Rescale the rows starting at the line that contains "label: trash can" and ending at the line that contains "[1205,406,1320,714]", including both. Write those lines out again in full, requests included, with every bounding-box coordinate in the answers multiplied by 2.4 and rounded to a whole number (halves up), and return only those lines.

[Records of labeled boxes]
[START]

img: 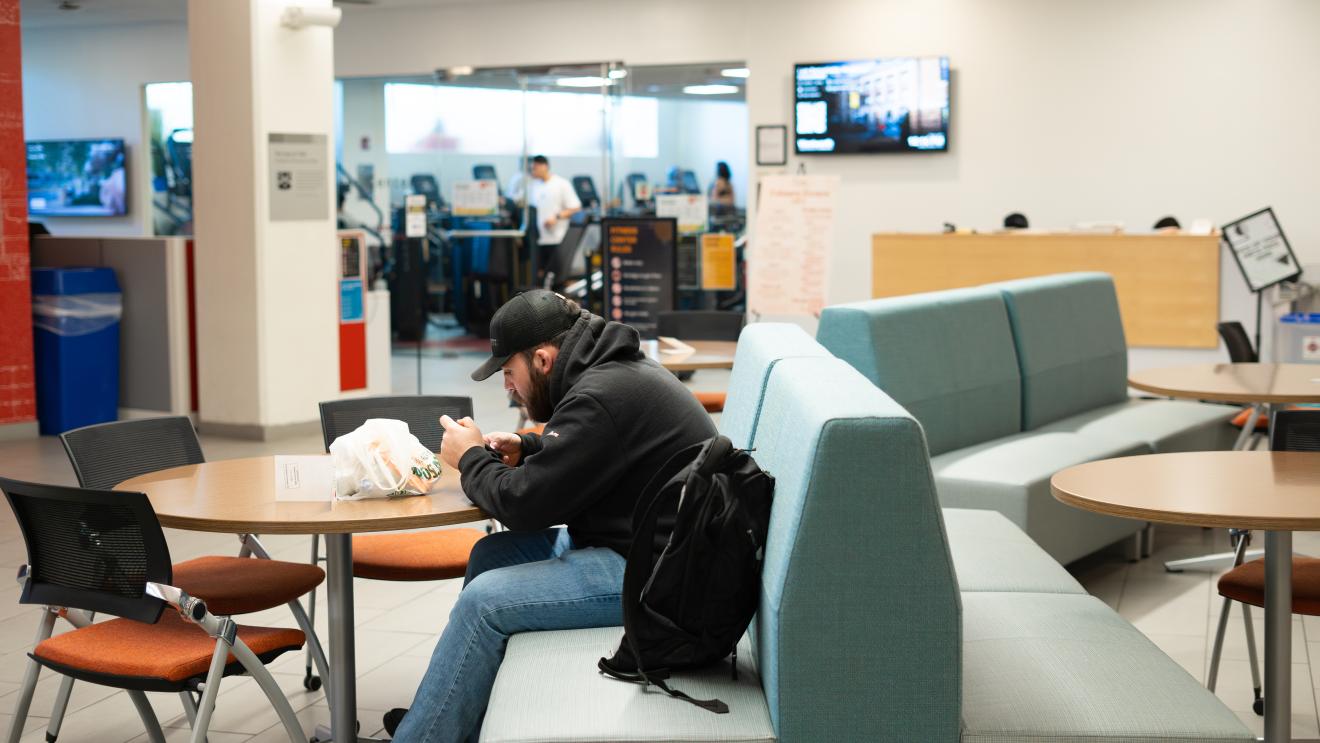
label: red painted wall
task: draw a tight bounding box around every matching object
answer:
[0,0,37,425]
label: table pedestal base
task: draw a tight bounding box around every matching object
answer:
[1265,532,1292,743]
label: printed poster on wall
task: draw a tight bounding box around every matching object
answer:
[267,132,330,222]
[453,179,499,216]
[656,194,710,235]
[601,218,678,338]
[1224,207,1302,292]
[747,176,838,317]
[701,232,738,292]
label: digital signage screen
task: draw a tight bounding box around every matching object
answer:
[28,140,128,216]
[793,57,949,154]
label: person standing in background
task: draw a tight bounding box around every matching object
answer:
[527,154,582,265]
[710,160,734,207]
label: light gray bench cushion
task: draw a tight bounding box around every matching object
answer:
[962,593,1254,743]
[480,627,775,743]
[931,432,1151,565]
[1039,400,1239,454]
[944,508,1086,594]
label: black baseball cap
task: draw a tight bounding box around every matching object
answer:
[473,289,578,381]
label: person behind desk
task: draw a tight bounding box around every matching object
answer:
[710,160,734,209]
[527,154,582,269]
[385,289,715,743]
[1152,216,1183,235]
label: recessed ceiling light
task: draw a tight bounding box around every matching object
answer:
[554,77,612,87]
[682,84,739,95]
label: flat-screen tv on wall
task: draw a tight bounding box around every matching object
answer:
[28,140,128,216]
[793,57,949,154]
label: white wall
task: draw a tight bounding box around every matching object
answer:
[22,24,189,235]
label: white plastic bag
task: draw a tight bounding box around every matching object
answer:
[330,418,440,500]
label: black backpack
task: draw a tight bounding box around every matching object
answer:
[597,436,775,714]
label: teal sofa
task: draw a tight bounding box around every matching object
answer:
[817,273,1237,564]
[480,323,1253,743]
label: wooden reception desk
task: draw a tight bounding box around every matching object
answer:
[871,232,1220,348]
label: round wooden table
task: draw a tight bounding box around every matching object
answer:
[1127,363,1320,571]
[1127,363,1320,404]
[1049,448,1320,743]
[643,340,738,372]
[116,457,488,743]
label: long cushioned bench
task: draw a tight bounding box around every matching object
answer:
[480,323,1253,743]
[817,273,1236,564]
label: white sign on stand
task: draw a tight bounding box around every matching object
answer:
[453,181,499,216]
[1224,207,1302,292]
[404,194,426,238]
[656,194,710,235]
[747,176,838,317]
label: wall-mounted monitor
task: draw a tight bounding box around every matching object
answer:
[793,57,949,154]
[28,140,128,216]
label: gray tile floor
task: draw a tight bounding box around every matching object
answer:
[0,351,1320,743]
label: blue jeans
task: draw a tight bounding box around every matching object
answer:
[395,529,624,743]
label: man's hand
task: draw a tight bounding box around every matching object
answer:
[440,416,486,470]
[486,432,523,467]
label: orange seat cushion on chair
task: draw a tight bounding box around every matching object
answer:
[352,529,486,581]
[173,557,326,616]
[1229,408,1270,430]
[1220,557,1320,616]
[32,607,304,682]
[693,392,729,413]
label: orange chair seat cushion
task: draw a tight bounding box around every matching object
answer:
[1220,557,1320,616]
[1229,408,1270,432]
[173,557,326,616]
[693,392,729,413]
[33,607,304,684]
[352,529,486,581]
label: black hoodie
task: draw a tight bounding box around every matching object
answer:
[458,310,715,556]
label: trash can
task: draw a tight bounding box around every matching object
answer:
[1274,313,1320,364]
[32,268,123,436]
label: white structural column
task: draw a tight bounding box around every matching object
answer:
[187,0,339,438]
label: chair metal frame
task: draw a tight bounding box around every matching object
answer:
[58,416,330,702]
[0,478,304,743]
[1205,406,1320,714]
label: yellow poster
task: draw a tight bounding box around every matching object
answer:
[701,232,738,290]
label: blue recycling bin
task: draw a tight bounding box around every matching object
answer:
[32,268,123,436]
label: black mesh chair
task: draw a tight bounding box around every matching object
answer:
[51,416,327,702]
[1217,321,1270,449]
[308,395,486,670]
[656,310,746,413]
[0,478,304,743]
[1205,409,1320,714]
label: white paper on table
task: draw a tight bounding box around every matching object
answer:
[275,454,334,501]
[657,335,696,354]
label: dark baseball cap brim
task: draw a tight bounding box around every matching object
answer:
[473,354,513,381]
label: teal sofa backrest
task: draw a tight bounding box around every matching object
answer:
[752,358,962,743]
[816,288,1022,455]
[983,273,1127,430]
[719,322,830,449]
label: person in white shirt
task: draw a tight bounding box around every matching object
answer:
[528,154,582,247]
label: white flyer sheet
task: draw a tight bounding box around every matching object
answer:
[273,454,334,503]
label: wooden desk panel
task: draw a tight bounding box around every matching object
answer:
[871,232,1220,348]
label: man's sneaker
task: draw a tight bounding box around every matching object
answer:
[381,707,408,738]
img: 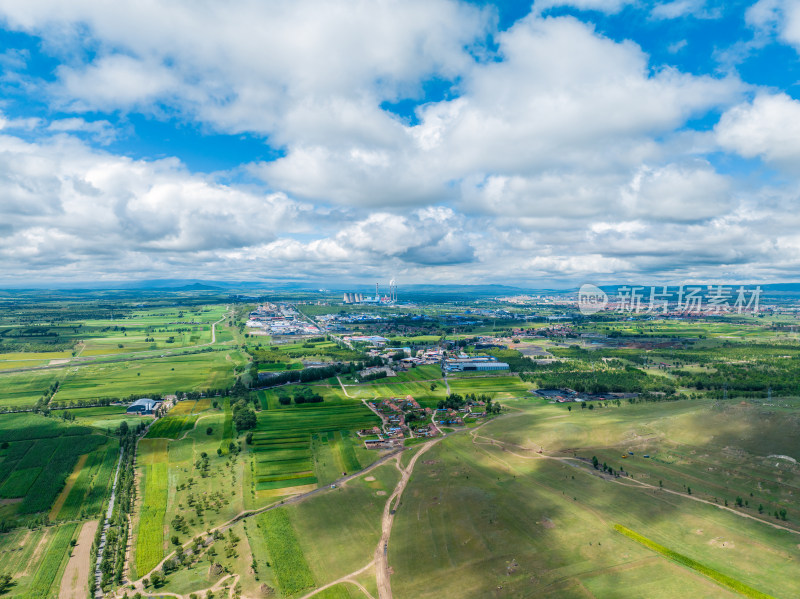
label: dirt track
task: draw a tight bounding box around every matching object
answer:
[375,437,442,599]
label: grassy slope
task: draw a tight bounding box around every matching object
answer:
[389,404,800,597]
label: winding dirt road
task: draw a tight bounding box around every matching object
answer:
[375,437,443,599]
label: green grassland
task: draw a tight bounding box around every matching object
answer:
[55,352,243,403]
[389,401,800,598]
[132,400,250,588]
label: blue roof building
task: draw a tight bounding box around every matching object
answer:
[125,397,161,416]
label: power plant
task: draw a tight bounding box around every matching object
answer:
[342,279,397,304]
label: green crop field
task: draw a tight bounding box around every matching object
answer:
[258,509,314,596]
[0,414,107,519]
[28,523,78,597]
[252,402,378,491]
[0,370,62,409]
[145,414,197,439]
[56,352,238,403]
[136,440,168,573]
[58,441,119,520]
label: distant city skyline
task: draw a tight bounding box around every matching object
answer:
[0,0,800,292]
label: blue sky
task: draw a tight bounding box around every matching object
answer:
[0,0,800,286]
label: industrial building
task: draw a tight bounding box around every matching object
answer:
[125,397,161,416]
[342,279,397,304]
[442,356,508,372]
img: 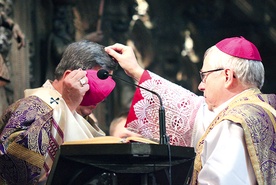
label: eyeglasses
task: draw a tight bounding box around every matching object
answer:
[199,68,224,83]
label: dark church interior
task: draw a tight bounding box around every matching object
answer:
[0,0,276,184]
[4,0,276,132]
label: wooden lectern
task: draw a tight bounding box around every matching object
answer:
[47,143,195,185]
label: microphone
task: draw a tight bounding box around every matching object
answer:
[97,69,168,144]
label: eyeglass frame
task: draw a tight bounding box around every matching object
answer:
[199,68,224,83]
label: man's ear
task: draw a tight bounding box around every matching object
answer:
[62,70,72,78]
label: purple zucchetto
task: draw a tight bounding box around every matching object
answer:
[216,37,262,61]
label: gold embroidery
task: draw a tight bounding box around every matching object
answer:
[192,89,276,185]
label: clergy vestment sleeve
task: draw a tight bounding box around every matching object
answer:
[126,70,204,146]
[198,120,256,185]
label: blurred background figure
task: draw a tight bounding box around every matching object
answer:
[0,0,25,115]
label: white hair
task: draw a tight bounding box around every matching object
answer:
[204,46,265,89]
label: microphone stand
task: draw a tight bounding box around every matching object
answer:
[107,73,168,145]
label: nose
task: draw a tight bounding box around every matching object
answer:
[197,81,205,92]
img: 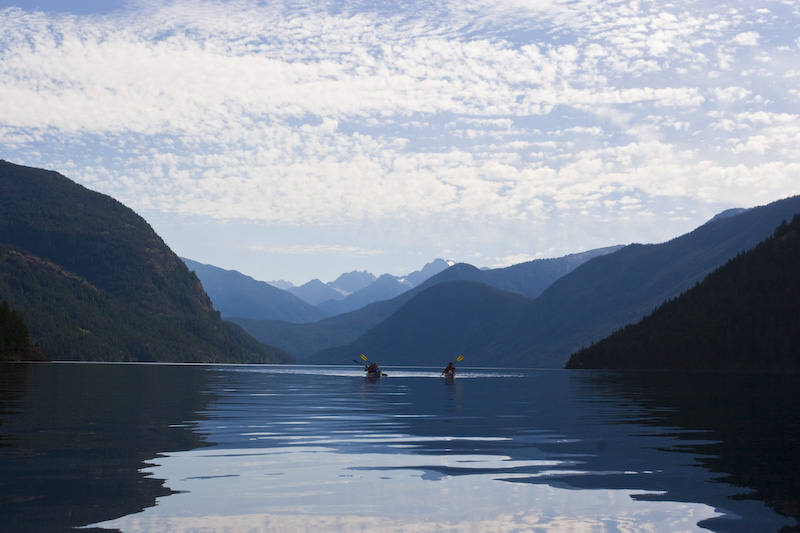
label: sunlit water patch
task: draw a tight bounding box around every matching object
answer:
[0,364,800,532]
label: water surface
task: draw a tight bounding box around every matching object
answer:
[0,364,800,532]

[END]

◆ **Result of this task**
label: trash can
task: draw a tight bounding box around every matching object
answer:
[3058,751,3168,874]
[77,643,295,1046]
label: white structural column
task: draw a tight bounding box around every matching object
answer:
[449,0,814,1051]
label: chair metal frame
task: draw a tight bounding box around every matching object
answer:
[139,998,792,1685]
[0,1147,730,1783]
[2892,974,3168,1714]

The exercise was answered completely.